**THE EXERCISE**
Extract each line of the records below that contains the word "dark", and copy those lines in the order they appear.

# start of RECORDED INFORMATION

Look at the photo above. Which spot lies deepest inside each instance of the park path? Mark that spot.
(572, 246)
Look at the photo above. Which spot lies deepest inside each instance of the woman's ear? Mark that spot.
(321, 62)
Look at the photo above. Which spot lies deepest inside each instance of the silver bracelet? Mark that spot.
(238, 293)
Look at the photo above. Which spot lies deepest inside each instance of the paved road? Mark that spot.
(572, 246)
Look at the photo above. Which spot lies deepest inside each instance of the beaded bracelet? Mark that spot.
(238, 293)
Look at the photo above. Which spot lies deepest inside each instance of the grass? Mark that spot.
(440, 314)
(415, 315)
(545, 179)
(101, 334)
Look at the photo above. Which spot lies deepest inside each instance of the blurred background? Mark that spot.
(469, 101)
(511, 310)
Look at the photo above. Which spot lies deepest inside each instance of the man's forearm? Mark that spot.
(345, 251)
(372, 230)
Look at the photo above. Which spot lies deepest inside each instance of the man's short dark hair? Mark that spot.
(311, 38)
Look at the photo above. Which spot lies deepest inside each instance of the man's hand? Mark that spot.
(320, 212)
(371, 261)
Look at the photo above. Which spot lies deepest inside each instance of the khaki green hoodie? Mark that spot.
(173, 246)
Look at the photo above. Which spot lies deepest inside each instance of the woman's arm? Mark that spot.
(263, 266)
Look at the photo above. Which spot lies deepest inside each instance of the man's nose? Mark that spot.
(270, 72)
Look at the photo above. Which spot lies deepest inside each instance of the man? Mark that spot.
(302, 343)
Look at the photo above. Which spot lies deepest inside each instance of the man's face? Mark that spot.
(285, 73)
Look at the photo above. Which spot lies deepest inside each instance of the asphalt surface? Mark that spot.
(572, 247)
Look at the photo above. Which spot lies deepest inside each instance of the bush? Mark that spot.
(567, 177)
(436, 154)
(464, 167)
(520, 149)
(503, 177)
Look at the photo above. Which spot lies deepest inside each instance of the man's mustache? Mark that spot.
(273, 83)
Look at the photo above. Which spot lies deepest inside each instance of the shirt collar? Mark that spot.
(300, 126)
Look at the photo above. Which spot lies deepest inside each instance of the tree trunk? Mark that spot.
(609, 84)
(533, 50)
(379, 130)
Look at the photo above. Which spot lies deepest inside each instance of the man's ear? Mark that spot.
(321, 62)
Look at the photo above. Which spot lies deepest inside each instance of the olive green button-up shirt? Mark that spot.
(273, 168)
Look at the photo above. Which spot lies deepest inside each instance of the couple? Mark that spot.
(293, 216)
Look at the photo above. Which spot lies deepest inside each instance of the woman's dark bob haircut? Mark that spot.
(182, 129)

# end of RECORDED INFORMATION
# start of RECORDED INFORMATION

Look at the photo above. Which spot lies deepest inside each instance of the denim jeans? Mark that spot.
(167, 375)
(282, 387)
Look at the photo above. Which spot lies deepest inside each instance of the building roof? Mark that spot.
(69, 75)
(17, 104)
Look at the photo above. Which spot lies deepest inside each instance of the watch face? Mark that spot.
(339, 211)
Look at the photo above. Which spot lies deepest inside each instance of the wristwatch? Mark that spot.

# end of RECORDED INFORMATION

**REPLY TO THE TASK**
Look at the photo above. Which spot lies deepest inside each instance of the man's short dark hair? Mark that spot.
Look at the photo above. Which spot lies deepest inside each instance of the woman's dark bob haircut? Mark that spot.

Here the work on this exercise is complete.